## The request
Copy the listing below word for word, leaving out the pictures.

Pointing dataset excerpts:
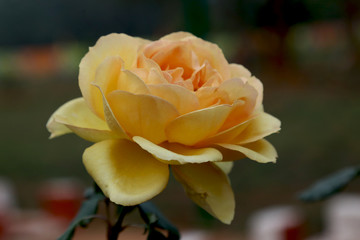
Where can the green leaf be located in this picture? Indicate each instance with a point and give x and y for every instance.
(156, 235)
(154, 219)
(331, 185)
(86, 212)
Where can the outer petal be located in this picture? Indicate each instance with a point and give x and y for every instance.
(211, 52)
(176, 36)
(112, 122)
(106, 78)
(178, 154)
(225, 166)
(261, 151)
(142, 115)
(193, 127)
(124, 172)
(184, 100)
(227, 135)
(75, 116)
(209, 187)
(238, 71)
(120, 45)
(261, 126)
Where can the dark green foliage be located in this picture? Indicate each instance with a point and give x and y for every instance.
(86, 213)
(331, 185)
(155, 220)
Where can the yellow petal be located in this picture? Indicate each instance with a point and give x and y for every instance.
(261, 151)
(176, 36)
(184, 100)
(111, 121)
(142, 115)
(193, 127)
(225, 166)
(124, 172)
(227, 135)
(75, 116)
(172, 153)
(261, 126)
(112, 45)
(130, 82)
(243, 97)
(209, 187)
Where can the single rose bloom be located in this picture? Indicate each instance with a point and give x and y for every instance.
(174, 102)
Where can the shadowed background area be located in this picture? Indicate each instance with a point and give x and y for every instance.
(307, 54)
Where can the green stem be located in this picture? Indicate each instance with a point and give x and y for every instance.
(114, 230)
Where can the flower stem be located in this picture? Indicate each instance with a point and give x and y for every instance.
(114, 230)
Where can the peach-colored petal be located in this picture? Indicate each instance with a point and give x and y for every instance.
(230, 155)
(172, 153)
(106, 77)
(125, 173)
(209, 187)
(142, 115)
(208, 96)
(261, 126)
(243, 97)
(206, 51)
(196, 126)
(228, 135)
(261, 151)
(184, 100)
(112, 45)
(75, 116)
(173, 55)
(156, 77)
(130, 82)
(238, 71)
(257, 84)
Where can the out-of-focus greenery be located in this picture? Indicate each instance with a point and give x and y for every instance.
(305, 52)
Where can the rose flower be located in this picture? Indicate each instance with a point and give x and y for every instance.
(174, 102)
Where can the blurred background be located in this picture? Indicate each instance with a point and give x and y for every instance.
(307, 54)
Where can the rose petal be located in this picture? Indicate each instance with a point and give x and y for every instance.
(243, 97)
(227, 135)
(111, 121)
(176, 36)
(75, 116)
(193, 127)
(184, 100)
(173, 153)
(239, 71)
(206, 51)
(124, 172)
(261, 126)
(106, 78)
(209, 187)
(225, 166)
(261, 151)
(120, 45)
(142, 115)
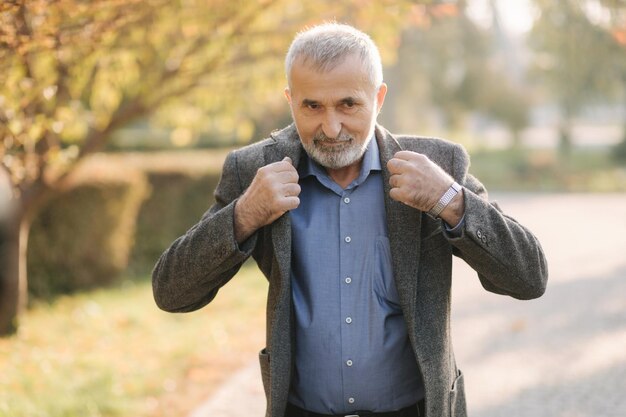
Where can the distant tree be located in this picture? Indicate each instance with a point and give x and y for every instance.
(578, 56)
(72, 73)
(450, 63)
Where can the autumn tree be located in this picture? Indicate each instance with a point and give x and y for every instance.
(449, 62)
(579, 54)
(72, 73)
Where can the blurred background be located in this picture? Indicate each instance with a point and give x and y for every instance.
(115, 118)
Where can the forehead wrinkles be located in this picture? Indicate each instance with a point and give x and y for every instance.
(351, 80)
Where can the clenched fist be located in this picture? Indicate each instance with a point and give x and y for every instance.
(273, 191)
(418, 182)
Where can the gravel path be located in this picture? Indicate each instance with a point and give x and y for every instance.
(563, 355)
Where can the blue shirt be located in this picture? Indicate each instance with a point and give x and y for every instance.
(352, 349)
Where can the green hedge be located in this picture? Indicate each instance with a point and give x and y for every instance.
(118, 214)
(178, 200)
(83, 236)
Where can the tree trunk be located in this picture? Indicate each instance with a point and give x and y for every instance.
(13, 282)
(565, 138)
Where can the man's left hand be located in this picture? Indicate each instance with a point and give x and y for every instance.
(418, 182)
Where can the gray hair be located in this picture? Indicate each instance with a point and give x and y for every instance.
(327, 45)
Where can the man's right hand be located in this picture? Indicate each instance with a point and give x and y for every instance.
(273, 191)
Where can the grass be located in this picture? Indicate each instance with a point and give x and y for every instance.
(112, 353)
(545, 170)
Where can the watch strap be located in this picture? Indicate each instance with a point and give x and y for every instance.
(445, 199)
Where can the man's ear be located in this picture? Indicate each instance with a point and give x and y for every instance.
(288, 95)
(380, 96)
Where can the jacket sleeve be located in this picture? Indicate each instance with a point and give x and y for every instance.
(508, 258)
(190, 272)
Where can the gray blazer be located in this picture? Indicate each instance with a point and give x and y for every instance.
(507, 257)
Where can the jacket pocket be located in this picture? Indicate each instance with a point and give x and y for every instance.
(264, 360)
(457, 397)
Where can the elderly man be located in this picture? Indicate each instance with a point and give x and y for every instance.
(355, 229)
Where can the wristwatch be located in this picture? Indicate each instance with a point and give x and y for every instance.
(445, 199)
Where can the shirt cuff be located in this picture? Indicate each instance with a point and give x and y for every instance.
(457, 230)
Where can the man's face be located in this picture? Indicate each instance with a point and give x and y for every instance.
(334, 111)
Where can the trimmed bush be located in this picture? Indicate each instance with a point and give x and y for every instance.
(177, 202)
(83, 236)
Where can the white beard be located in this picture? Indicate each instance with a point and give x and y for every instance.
(337, 156)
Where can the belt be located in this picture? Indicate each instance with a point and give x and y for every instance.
(415, 410)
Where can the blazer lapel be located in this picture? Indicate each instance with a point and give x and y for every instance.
(404, 225)
(286, 143)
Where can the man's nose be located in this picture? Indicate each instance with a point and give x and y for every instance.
(331, 125)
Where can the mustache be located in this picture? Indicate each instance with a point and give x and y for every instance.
(341, 137)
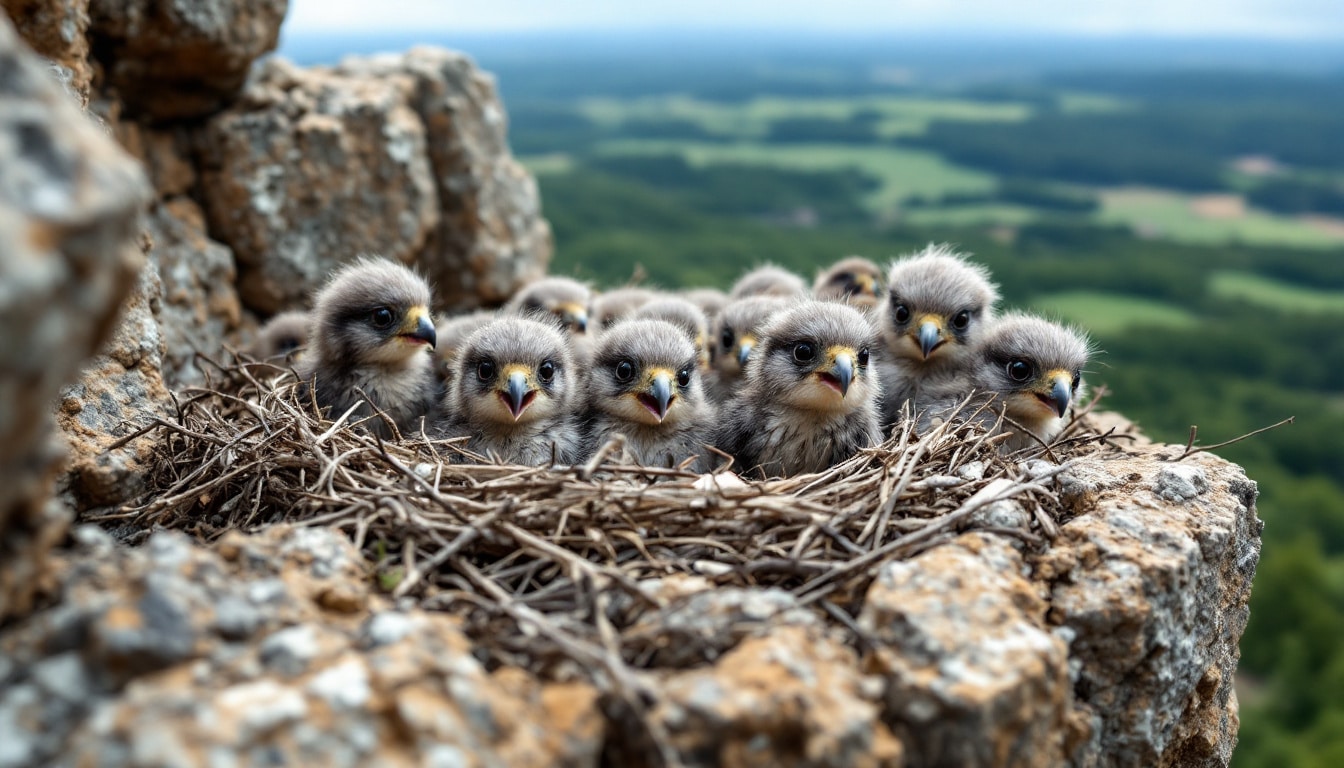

## Finished exercise
Where can the green leaf be located in this picture? Indicate each instance with a point and give x and y for every instance.
(156, 235)
(154, 219)
(331, 185)
(86, 212)
Where can the outer petal be located in this picture? Indicate each instance with a point and give x and y for every instance.
(211, 52)
(176, 36)
(112, 122)
(106, 78)
(178, 154)
(225, 166)
(261, 151)
(142, 115)
(193, 127)
(124, 172)
(184, 100)
(227, 135)
(75, 116)
(209, 187)
(238, 71)
(120, 45)
(261, 126)
Where can the dark green foliage be located in this picture? Indicate each instance with a point and give x and y for every instance.
(86, 213)
(331, 185)
(155, 220)
Where can the yellow petal be located in this picture? Indicate each instance with a point and give x and y for every instance.
(261, 151)
(176, 36)
(184, 100)
(111, 121)
(142, 115)
(193, 127)
(225, 166)
(124, 172)
(227, 135)
(75, 116)
(172, 153)
(261, 126)
(112, 45)
(130, 82)
(243, 97)
(209, 187)
Where can the single rose bloom be located in this picture? Indicate each instance with a point and give x and y for every instance.
(174, 102)
Where can the shadowed background area be located in this picture? Indicate each instance with a point and give x and y for every instance.
(307, 54)
Where can the green stem be located in this picture? Indicate each instance with a point and give x and y for every instance.
(114, 230)
Where can the flower stem be located in this picture? Indicate each instance with a point and give x and y for every instance.
(114, 230)
Where can the peach-colored petal be located in this picture? Indicate each instance with a point and give x and y for every instance.
(230, 155)
(172, 153)
(106, 77)
(125, 173)
(209, 187)
(142, 115)
(208, 96)
(261, 126)
(243, 97)
(206, 51)
(196, 126)
(228, 135)
(261, 151)
(184, 100)
(112, 45)
(75, 116)
(173, 55)
(156, 77)
(130, 82)
(238, 71)
(257, 84)
Where can the out-of-focus greenery be located in this picture? Indicate each instance with a point and give x and y for every instance.
(305, 52)
Where can the rose flower be located in this picture? Indicate each instance with a point and give x and y for every instance.
(174, 102)
Where can the blurred background be located in this picture? Indicate each instance with a point and give x and y for every instance.
(307, 54)
Where can the rose petal be located in this picture? Indicate each instance with a point and give x and y for every instance.
(243, 97)
(227, 135)
(111, 121)
(176, 36)
(75, 116)
(193, 127)
(184, 100)
(173, 153)
(239, 71)
(206, 51)
(124, 172)
(261, 126)
(106, 78)
(209, 187)
(225, 166)
(261, 151)
(120, 45)
(142, 115)
Where can the distant tree be located in this picture? Indicate each instance with a point and give x and y for every instance.
(578, 56)
(72, 73)
(450, 63)
Where can the autumn tree be located in this picture? Indicate each instance with a point and give x and y for every instance.
(449, 62)
(579, 54)
(72, 73)
Where can the blurred background be located in this picture? Indicate each instance with a point and give x and y for every instance.
(115, 118)
Where can the forehead wrinkles be located in this picture? Indicate each instance with a point and give x and y for every instance.
(351, 80)
Where can the clenched fist be located in this picture? Indicate each instance with a point and give x and y for every instance.
(273, 191)
(418, 182)
Where can the gravel path be located in this picture? Indicate each instance with a point and give x and y for every instance.
(563, 355)
Where can the blue shirt be located in this picture? Indicate each instance with a point and give x and y for every instance.
(352, 349)
Where can the green hedge be located in this picture? Indicate each instance with a point and give x and y for every instance.
(118, 214)
(178, 200)
(83, 236)
Where can the tree trunk be located in this picture? Indicate each instance with a point and give x and y for every instance.
(13, 282)
(565, 138)
Where can the man's left hand be located in this picture? Indicate each instance with a point and give x and y for every instance.
(418, 182)
Where can the gray hair be located in this picture? Indicate each instance with a point and give x and y for every instance.
(327, 45)
Where can the man's right hand be located in this picture? Indicate each instance with a point and give x and y for every instance.
(273, 191)
Where can the grass be located in this picture? Indicate each instance with a point and give x and y for every instance.
(112, 353)
(545, 170)
Where can the watch strap be located in this picture? Indicate each instance with a point and give x and y for every instance.
(445, 199)
Where can the man's ear be located in this picture? Indicate each instance with a point and give x and y for every instance.
(288, 95)
(380, 96)
Where can the jacket sleeve be located in this picture? Indicate each instance with a point and give x and y for every instance.
(508, 258)
(190, 272)
Where can the gray blazer be located in this picture? Indicate each instance with a point and give x and y for every instance.
(507, 257)
Where can the jacket pocket be located in this picture? Indicate each instance with a point and give x and y for every instance.
(264, 360)
(457, 397)
Where can the elderly man be located in this picture? Indicate each instance with a point and give x and y for every instance.
(355, 229)
Where can the wristwatch be located in this picture? Indicate each instance with a point and give x and y for every instance.
(445, 199)
Where can the shirt cuff be located in this picture? Indicate each instance with a point and give x and y for every instance.
(457, 230)
Where can the man's face be located in this picture? Indicate each instance with a point and give x and y for every instance.
(334, 111)
Where can the trimmed bush be located in this picture? Indicate each instance with a point and give x and y for every instance.
(177, 202)
(83, 236)
Where can the white beard be located in this picture? Indicate each instance with a point and give x and y for every instance.
(337, 156)
Where can the belt be located in this picture? Indicate each instance with a point and give x and y for every instance.
(415, 410)
Where can the blazer lapel be located in this picture? Indicate each instance with a point and give x and y for every instance.
(404, 225)
(286, 143)
Where can the man's nose be located in this picture? Indicate each instance with a point and give x and y for every instance.
(331, 125)
Where can the mustache be located in this picture? Indicate each instance with a point and give x and y for every instance.
(341, 137)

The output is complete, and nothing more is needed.